----- Document text -----
Fortunately, the rest of the night was uneventful except for the occasional wind-blown drizzle or refreshing ocean spritz in the face. We did not wake to the sunrise we were hoping for, as a cloud front blanketed the ocean, but the view was still exceptional as we packed up camp and said goodbye to our kitten campmates. Getting an on-time departure was much easier with the natural light to spur us on and no comforts of home to cause us to linger.
We were on our way by 8 am and logged the 15 km to Fengbin (豐濱) in little time and, thankfully, little wind. Once there, we wolfed down some tasty danbing (蛋餅 – savory scallion egg pancake) to start our morning. We topped off our sports drink and snack supply after a strange conversation/lecture from a portly smoker who, among many things, performed tai chi for us to demonstrate that he was in better shape than cyclists.
After a few more beautiful ocean views, the road turned upward and inward for some lush jungle climbing. Even away from the seashore and breezes, the heat was not really a problem and we made steady progress up to an amazing viewpoint just before a tunnel (and the actual official overlook on the other side).
Then it was down the first of the trip’s many giggle-inducing descents, followed by a bit more up, some more down along the coast, through a series of tunnels where we saw a group of bikers churning uphill in the other direction (ouch), and then on to the flats for the final 20 km of the day. Making good time, we spun past theme parks and along riverside bike paths into the city.
With snacks out of the way, we headed to our homestay. For a similar price to the previous night’s campground, we had a spacious and clean modern room, koi pond, and a washing machine (already much-needed). We felt bad dragging our stinky and dusty bikes (and selves) inside, but the host graciously welcomed us in to relax.
Long warm showers and purple velvet furniture allowed us to lounge comfortably and plan next day’s route to Taipei. We considered combining a train from Hualien and short ride to Jiaosi with the big vertical climb into Taipei into a single day, as well as skirting around the northern coast via Fulong and Tamsui. We eventually decided to play it by the book: tomorrow, we would take the short train ride from Hualien to Su’aoxin followed by a quick spin into Jiaosi, then make the climb to Taipei the following day.
Plan settled, we set out on foot to secure train tickets for us and our bikes (which require an additional half-price ticket each), and to locate some of Hualien’s vegetarian cuisine, which is notable and widely available due to the large local Buddhist population. The train tickets were easily obtained, so easily in fact that having listened to each half of the conversation, I realized that even I might have been able to accomplish it with my rudimentary language skills. Tickets in hand, bellies full, we returned to our homestay and did a quick load of laundry (Emerson)/passed out (Teresa, later also Emerson).
-----
List of tasks:
**A.** Answer these from the cycling account:
(i) How far did the riders travel to reach Fengbin?
(ii) What did they eat in Fengbin to start the morning?
(iii) What extra ticket does each bike need for the train?
**B.** Please explain, using the cycling account, why leaving camp on time was easier that morning.
The entries have no connection to the cycling account.
----- Provided information -----
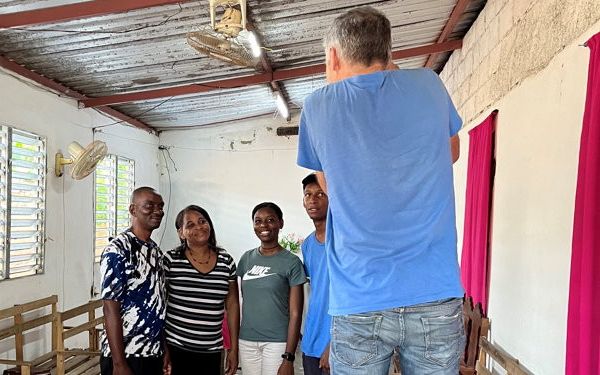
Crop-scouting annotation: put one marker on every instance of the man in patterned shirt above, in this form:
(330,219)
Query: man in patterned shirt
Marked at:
(132,290)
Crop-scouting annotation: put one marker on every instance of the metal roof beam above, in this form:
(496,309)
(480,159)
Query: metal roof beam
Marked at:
(62,89)
(76,11)
(256,79)
(457,12)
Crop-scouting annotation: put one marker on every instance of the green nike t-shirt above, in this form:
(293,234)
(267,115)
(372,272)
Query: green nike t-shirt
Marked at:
(266,282)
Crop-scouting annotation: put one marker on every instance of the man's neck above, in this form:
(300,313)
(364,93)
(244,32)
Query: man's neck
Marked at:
(348,71)
(320,230)
(142,234)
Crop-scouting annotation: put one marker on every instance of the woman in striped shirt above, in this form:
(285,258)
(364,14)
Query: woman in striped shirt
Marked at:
(201,285)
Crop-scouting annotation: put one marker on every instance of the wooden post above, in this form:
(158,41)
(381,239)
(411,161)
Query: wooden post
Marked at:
(18,320)
(60,344)
(92,336)
(54,333)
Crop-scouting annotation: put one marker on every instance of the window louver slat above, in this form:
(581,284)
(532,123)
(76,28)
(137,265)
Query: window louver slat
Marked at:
(114,185)
(22,192)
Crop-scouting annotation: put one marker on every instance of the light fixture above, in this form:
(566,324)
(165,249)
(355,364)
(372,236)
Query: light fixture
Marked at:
(282,106)
(254,45)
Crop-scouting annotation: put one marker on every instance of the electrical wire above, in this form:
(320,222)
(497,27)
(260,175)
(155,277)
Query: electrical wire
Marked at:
(170,157)
(146,26)
(135,116)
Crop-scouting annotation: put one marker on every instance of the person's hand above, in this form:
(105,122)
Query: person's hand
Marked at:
(121,368)
(167,363)
(232,362)
(324,361)
(286,368)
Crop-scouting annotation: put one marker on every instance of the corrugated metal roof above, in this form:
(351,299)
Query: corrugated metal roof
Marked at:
(146,49)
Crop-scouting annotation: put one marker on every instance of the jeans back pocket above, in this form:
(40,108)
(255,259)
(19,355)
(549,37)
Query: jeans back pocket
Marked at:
(355,338)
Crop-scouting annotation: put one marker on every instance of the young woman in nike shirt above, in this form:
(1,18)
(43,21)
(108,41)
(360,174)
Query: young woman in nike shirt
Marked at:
(272,279)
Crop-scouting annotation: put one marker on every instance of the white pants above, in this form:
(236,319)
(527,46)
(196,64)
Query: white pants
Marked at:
(260,358)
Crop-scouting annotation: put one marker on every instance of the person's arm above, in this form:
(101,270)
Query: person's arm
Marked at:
(232,305)
(324,360)
(296,304)
(114,332)
(455,148)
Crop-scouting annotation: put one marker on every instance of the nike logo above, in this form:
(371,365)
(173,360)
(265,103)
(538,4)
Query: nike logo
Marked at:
(257,272)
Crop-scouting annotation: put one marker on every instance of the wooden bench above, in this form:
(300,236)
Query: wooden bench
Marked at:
(498,356)
(476,326)
(58,360)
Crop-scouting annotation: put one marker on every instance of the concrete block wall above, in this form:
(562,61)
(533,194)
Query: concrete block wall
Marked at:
(510,41)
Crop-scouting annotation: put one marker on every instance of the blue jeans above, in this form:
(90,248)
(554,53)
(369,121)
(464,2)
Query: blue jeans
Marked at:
(430,339)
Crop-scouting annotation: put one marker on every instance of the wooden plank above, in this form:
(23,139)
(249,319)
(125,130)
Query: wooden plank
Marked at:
(75,11)
(501,357)
(91,364)
(25,307)
(60,346)
(82,328)
(82,352)
(79,310)
(13,362)
(11,331)
(255,79)
(43,358)
(78,364)
(457,12)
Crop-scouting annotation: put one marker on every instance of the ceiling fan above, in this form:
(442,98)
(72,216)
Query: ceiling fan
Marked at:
(221,40)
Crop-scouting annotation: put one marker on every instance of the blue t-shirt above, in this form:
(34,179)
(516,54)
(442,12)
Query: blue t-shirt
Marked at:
(318,321)
(382,140)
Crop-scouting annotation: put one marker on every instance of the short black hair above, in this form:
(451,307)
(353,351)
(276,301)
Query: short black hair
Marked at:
(310,179)
(270,205)
(140,190)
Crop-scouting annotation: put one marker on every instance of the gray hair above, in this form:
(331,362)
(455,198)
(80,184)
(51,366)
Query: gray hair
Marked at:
(361,36)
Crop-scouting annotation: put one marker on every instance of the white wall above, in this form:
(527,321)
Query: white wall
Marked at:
(538,131)
(228,170)
(69,203)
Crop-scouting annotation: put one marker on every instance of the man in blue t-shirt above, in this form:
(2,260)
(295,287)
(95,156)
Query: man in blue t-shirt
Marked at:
(133,293)
(379,140)
(315,341)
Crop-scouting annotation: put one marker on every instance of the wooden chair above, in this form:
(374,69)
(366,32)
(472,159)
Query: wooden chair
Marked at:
(498,356)
(58,360)
(21,324)
(79,361)
(476,326)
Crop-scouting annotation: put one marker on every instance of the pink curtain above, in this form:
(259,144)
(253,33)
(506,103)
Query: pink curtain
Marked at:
(474,259)
(583,323)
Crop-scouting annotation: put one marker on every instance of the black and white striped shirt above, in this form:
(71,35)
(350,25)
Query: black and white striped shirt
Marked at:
(196,301)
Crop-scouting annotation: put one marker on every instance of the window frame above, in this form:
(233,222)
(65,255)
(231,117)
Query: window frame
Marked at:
(114,218)
(6,227)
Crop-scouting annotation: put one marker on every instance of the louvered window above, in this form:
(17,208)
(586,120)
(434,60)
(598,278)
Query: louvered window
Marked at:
(114,185)
(22,203)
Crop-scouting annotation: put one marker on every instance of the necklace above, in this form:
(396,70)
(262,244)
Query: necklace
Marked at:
(197,261)
(262,248)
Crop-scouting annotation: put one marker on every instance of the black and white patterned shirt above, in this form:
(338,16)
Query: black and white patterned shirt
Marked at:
(132,274)
(196,301)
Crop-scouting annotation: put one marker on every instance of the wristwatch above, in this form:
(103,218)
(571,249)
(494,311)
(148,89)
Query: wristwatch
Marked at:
(288,356)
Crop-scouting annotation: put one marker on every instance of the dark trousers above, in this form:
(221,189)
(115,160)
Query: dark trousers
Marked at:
(184,362)
(138,365)
(311,365)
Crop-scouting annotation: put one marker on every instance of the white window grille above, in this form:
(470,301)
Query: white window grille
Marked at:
(115,181)
(22,203)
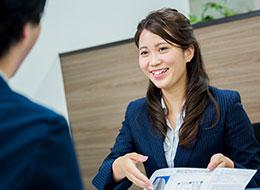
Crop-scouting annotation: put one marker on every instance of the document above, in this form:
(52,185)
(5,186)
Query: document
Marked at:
(201,179)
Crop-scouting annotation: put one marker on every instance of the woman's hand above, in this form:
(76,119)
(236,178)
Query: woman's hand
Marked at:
(220,161)
(125,166)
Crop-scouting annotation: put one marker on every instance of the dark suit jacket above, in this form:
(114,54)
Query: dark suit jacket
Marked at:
(36,150)
(233,136)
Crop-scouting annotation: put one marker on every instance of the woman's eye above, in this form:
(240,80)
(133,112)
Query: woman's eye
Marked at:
(162,49)
(143,53)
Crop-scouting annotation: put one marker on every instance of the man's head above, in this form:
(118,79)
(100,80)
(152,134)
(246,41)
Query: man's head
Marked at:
(17,19)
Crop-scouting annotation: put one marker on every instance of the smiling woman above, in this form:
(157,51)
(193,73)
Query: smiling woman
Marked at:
(182,121)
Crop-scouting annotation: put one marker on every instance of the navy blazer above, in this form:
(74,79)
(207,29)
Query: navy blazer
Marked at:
(36,150)
(233,136)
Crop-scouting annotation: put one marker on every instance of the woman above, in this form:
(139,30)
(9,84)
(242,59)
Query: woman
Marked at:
(182,122)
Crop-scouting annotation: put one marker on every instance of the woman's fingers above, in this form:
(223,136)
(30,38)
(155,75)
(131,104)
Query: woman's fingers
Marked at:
(137,157)
(220,161)
(140,182)
(137,177)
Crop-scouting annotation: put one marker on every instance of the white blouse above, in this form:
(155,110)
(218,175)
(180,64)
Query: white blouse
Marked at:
(171,140)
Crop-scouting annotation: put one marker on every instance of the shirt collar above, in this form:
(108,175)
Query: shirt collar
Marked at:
(3,75)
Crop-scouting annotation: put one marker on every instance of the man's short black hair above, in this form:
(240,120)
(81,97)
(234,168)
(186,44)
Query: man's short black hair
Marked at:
(14,14)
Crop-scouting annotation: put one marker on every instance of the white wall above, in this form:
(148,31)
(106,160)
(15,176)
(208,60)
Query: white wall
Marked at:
(70,25)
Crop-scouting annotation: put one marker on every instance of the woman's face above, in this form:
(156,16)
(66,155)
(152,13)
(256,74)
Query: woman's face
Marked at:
(163,63)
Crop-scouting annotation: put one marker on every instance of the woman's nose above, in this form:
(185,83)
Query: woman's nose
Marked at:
(155,59)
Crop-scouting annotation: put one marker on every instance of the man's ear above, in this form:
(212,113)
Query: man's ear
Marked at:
(189,53)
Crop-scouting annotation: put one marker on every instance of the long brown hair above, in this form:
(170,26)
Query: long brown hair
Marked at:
(175,28)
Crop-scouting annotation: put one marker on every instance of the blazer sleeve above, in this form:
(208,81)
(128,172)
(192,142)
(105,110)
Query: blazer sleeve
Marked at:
(241,143)
(124,144)
(55,165)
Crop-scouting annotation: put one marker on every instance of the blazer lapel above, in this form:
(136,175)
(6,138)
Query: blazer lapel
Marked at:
(154,140)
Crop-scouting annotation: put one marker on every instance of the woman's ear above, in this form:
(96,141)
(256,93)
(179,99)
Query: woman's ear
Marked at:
(189,53)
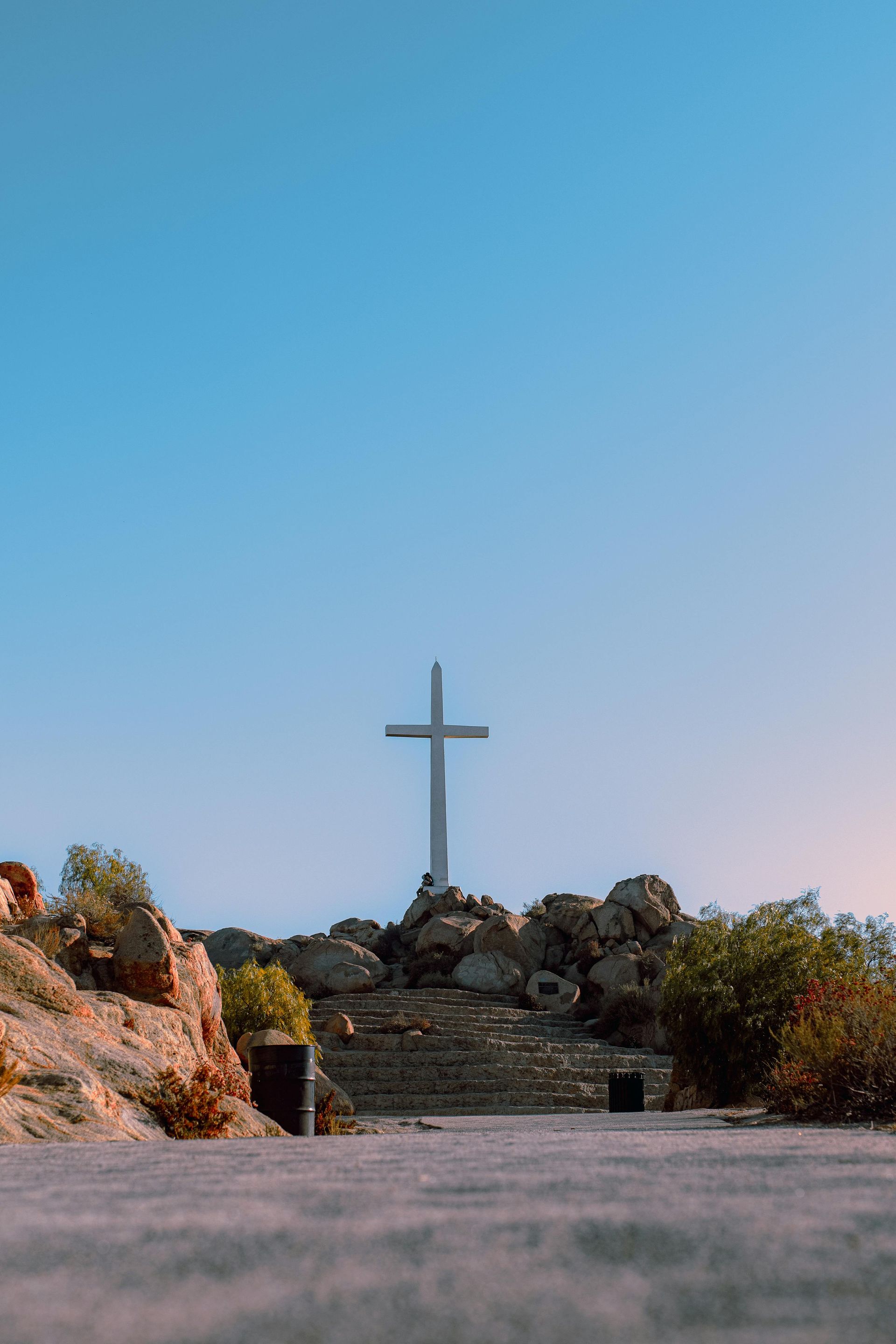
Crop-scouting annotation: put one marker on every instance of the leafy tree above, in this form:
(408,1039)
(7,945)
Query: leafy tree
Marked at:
(97,885)
(731,987)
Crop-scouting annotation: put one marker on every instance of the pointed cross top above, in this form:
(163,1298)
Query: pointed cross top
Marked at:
(437,732)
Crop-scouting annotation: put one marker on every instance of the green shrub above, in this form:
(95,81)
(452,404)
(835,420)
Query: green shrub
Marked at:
(97,885)
(261,998)
(731,987)
(190,1108)
(837,1057)
(433,969)
(628,1006)
(404,1022)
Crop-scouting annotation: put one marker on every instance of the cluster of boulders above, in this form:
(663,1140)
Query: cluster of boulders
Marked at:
(565,955)
(91,1026)
(19,893)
-----
Results of the exercise:
**A.**
(i) 15 km.
(ii) Danbing, a savory scallion egg pancake.
(iii) An additional half-price ticket.

**B.** The natural light spurred the riders on. There were also no comforts of home to make them linger.